**Written exercise:** Find each line in the entries below that has the word "green" and copy it.
-- Dataset records start --
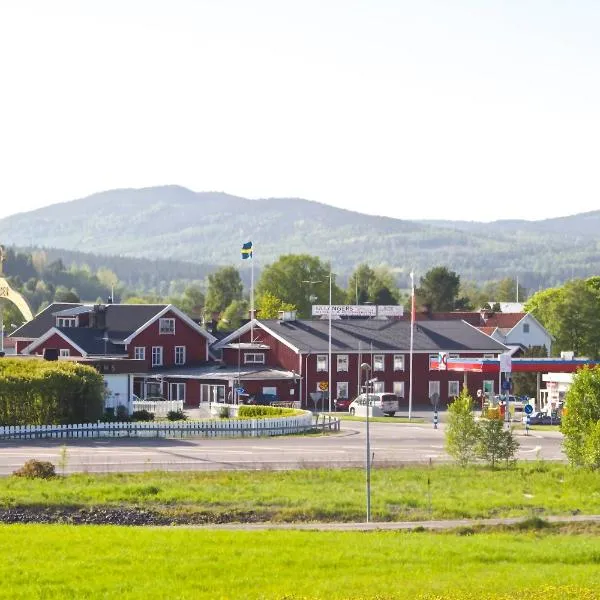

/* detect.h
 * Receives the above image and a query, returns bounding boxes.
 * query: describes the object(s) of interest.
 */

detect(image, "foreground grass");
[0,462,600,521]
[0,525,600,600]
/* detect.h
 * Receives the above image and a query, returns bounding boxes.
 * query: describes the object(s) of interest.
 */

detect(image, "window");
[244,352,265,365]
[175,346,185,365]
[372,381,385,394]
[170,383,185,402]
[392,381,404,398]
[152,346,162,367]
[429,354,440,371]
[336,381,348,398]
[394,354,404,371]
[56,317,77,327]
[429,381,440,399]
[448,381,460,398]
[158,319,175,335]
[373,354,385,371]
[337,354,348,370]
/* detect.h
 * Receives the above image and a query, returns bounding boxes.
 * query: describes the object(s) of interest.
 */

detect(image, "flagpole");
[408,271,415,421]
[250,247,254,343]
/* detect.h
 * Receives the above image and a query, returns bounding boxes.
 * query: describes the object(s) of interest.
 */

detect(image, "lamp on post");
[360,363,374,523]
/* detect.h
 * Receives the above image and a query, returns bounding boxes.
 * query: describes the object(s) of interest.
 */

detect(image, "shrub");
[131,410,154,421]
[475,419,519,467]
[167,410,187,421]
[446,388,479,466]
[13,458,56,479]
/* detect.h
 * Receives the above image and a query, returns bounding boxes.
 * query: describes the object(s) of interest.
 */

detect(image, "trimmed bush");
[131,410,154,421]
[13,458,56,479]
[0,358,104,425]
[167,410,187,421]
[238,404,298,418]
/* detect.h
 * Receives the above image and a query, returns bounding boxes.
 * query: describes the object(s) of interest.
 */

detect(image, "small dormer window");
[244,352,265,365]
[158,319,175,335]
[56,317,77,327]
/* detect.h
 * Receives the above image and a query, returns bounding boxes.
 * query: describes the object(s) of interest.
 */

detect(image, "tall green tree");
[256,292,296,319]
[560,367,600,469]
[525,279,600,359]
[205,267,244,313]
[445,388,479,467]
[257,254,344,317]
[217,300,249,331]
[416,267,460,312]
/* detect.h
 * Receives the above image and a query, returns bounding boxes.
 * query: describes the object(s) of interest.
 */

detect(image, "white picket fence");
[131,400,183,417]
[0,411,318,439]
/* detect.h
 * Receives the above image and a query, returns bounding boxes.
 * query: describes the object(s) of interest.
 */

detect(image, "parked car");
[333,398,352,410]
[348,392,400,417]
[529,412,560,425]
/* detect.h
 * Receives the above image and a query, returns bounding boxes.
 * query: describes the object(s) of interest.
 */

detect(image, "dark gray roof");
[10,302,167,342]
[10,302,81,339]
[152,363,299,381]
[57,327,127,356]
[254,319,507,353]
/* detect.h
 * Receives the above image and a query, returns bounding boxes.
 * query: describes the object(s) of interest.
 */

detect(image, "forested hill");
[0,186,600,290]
-- Dataset records end --
-- Dataset records start --
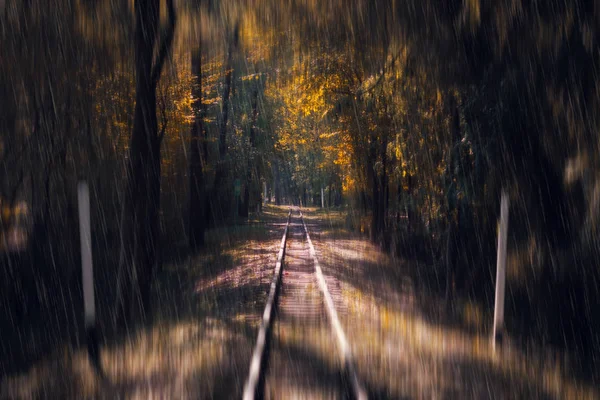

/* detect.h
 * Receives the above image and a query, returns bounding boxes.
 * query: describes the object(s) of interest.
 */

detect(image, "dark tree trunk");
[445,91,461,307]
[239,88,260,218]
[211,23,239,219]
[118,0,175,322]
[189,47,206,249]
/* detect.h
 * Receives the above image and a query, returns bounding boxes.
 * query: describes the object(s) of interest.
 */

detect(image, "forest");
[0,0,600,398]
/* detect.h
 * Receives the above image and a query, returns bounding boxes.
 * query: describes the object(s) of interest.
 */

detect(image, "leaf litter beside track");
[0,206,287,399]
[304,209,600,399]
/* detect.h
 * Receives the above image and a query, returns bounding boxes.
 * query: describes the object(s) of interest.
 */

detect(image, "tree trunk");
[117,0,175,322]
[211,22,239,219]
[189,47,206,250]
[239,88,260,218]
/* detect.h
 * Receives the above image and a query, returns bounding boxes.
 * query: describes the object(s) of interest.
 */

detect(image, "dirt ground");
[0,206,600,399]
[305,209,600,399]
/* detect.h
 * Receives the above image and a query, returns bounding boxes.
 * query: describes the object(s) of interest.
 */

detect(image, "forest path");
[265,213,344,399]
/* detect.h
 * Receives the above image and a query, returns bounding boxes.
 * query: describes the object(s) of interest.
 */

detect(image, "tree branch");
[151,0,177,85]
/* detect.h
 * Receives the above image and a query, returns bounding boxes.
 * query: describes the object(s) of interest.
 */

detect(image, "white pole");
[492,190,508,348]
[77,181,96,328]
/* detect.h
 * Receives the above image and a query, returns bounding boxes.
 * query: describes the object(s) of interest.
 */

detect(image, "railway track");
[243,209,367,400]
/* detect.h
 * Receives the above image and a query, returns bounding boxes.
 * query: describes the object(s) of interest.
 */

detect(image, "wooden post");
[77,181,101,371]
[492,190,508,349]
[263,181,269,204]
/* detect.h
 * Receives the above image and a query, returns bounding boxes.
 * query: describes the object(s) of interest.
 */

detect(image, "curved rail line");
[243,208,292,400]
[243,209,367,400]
-- Dataset records end --
-- Dataset records start --
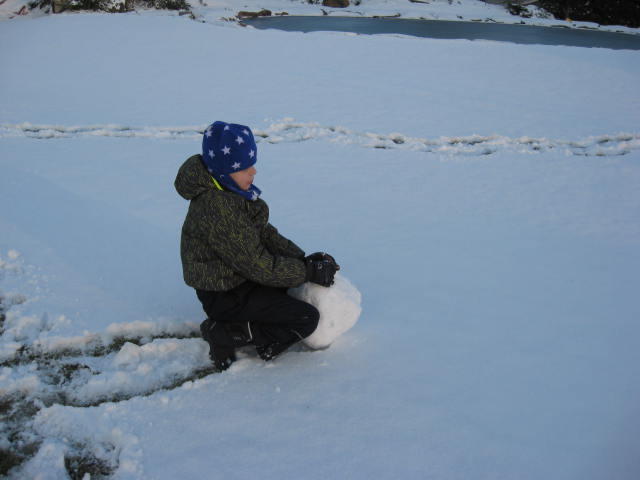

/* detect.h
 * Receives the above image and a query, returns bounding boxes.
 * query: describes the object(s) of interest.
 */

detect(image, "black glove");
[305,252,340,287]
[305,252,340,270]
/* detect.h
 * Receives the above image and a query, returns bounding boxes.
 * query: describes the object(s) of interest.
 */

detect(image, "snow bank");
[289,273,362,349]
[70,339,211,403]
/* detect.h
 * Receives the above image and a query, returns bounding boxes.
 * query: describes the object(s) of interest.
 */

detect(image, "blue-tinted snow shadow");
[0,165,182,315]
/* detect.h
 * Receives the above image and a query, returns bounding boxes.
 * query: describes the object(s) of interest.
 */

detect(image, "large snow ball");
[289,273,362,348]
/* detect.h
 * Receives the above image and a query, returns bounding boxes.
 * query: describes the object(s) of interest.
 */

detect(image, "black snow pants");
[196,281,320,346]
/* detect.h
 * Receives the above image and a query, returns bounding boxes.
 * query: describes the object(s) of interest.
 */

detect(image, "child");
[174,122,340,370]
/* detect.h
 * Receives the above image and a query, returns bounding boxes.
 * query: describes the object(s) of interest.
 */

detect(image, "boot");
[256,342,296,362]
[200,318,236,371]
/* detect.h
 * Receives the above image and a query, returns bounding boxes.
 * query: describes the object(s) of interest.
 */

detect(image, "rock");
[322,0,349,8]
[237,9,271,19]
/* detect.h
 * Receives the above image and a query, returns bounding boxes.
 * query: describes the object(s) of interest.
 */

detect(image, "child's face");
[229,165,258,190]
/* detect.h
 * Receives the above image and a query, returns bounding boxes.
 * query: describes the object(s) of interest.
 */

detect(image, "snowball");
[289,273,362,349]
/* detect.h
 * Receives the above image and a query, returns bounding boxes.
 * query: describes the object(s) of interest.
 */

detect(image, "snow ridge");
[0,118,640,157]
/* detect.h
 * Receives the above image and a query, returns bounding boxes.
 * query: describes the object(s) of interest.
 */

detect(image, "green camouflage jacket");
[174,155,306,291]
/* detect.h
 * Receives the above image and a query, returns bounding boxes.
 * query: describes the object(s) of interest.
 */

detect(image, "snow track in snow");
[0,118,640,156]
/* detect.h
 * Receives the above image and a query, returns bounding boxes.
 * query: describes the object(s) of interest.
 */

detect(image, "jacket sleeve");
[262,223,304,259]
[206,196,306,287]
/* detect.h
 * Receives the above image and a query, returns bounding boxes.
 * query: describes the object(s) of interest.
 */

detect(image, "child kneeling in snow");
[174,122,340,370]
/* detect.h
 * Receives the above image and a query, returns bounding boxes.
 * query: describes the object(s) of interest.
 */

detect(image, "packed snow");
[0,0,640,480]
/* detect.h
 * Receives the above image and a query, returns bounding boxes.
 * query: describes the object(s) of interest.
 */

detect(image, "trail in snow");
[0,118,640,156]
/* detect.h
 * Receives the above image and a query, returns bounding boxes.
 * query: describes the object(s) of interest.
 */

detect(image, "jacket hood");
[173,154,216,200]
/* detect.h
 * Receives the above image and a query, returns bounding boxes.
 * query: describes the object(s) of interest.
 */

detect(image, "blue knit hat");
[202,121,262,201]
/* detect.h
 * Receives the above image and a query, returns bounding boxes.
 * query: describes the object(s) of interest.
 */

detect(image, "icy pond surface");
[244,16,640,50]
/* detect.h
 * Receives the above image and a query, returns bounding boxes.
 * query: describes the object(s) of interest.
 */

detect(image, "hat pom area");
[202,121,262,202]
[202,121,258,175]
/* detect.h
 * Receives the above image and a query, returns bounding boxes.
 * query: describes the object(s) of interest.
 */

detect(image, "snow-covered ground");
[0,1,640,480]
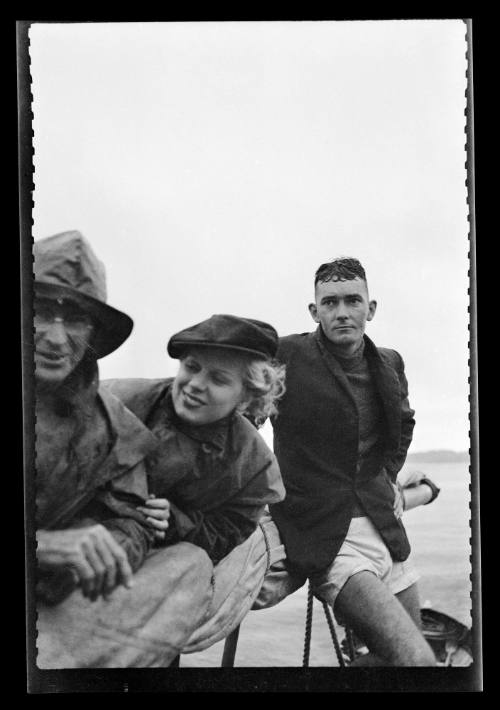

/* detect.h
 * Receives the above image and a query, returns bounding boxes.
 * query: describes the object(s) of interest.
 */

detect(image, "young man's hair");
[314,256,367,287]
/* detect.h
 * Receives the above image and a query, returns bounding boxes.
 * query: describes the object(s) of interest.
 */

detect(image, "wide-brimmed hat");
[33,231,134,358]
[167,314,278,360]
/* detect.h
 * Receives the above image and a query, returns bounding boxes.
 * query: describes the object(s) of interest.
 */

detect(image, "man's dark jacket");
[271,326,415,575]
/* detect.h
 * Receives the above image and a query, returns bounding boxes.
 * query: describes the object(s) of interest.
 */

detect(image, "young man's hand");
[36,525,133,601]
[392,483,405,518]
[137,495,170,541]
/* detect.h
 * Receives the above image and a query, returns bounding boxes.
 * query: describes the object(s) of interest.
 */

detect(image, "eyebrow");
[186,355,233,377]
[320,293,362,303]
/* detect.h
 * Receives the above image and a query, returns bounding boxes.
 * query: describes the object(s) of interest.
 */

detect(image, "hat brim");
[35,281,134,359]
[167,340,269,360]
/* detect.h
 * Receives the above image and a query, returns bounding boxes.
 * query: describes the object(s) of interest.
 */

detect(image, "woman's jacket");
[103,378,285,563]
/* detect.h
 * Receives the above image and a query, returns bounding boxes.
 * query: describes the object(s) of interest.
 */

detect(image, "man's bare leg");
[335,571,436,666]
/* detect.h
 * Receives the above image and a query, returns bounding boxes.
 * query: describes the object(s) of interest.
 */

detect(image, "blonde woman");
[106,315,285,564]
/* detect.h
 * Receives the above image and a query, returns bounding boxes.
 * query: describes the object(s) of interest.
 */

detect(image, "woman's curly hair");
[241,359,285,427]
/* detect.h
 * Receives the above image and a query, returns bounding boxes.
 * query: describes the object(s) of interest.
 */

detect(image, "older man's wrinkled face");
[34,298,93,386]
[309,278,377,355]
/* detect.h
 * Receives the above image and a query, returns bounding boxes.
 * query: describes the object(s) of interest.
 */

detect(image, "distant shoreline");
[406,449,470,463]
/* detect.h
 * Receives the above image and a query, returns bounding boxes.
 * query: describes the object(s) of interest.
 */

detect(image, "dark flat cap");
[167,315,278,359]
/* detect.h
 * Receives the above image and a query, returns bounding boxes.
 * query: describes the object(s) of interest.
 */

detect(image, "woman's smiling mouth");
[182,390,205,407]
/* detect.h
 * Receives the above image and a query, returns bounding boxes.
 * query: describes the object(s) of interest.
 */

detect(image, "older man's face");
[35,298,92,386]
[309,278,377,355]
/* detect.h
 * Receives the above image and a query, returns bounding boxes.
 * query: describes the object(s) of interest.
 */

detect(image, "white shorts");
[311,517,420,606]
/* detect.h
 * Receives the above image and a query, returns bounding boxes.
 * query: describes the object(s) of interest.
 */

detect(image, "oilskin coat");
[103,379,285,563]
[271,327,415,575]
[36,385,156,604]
-- Dataset records end --
**Answer below:**
detect(image, "tall green tree");
detect(image, "green camouflage jacket");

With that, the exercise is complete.